> **Records supplied**:
· · · ·
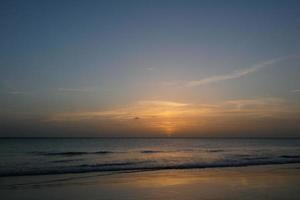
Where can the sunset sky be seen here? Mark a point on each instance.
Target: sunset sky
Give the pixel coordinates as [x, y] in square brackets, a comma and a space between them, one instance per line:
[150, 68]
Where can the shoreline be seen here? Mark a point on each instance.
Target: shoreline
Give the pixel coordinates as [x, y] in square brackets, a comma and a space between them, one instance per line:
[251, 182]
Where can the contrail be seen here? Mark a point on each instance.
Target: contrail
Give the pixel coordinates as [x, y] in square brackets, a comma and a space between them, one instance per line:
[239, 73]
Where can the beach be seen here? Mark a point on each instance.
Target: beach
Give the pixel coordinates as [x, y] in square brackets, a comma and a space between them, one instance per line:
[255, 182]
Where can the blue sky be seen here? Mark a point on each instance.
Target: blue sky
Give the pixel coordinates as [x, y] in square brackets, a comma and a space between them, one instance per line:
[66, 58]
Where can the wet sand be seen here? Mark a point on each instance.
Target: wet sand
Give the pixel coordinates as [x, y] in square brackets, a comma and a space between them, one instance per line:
· · · ·
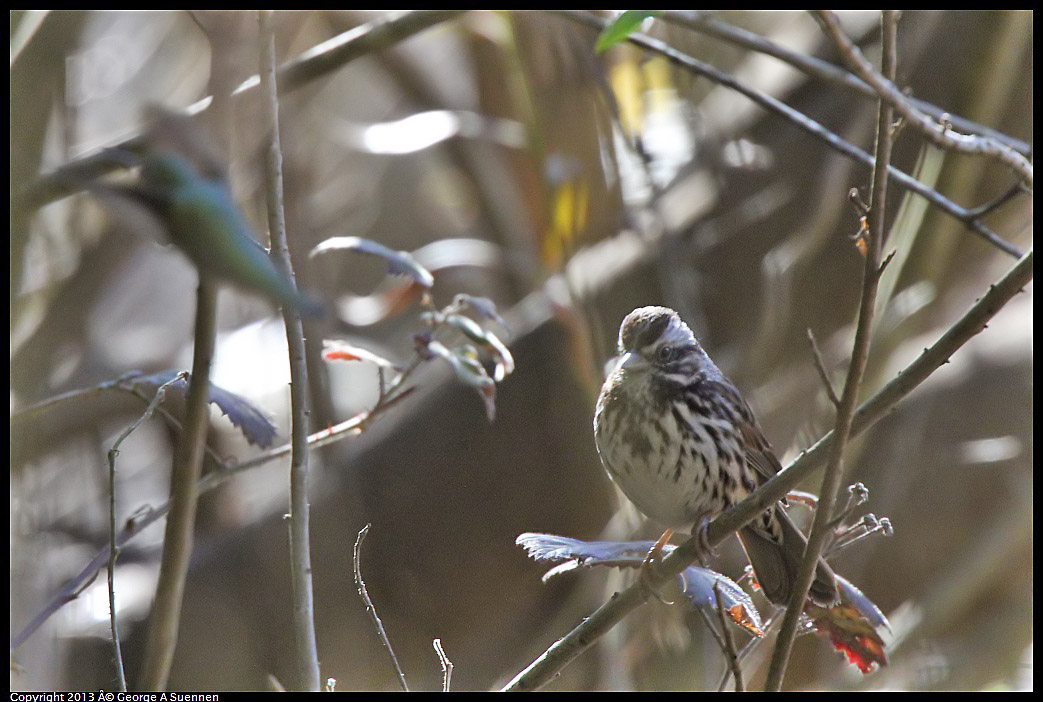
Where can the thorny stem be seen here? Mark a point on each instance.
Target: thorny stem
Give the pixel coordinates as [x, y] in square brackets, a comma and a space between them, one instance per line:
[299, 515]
· · · ·
> **Exercise brief**: Copy out, from the material above, each line in which the string "seen" is found.

> **Completed exercise**:
Where can the sunset sky be seen here? Mark a point on each instance.
Where can the shoreline be seen here? Mark a point on each instance.
Where can the contrail be seen here? Mark a point on each instance.
Where can the beach be seen here? Mark a point on each instance.
Where can the blue sky be seen here? Mark a point on each instance.
Where can the wet sand be seen here? Mark a point on each instance.
Where can the thorny stem be seen here? Mark a point on each instance.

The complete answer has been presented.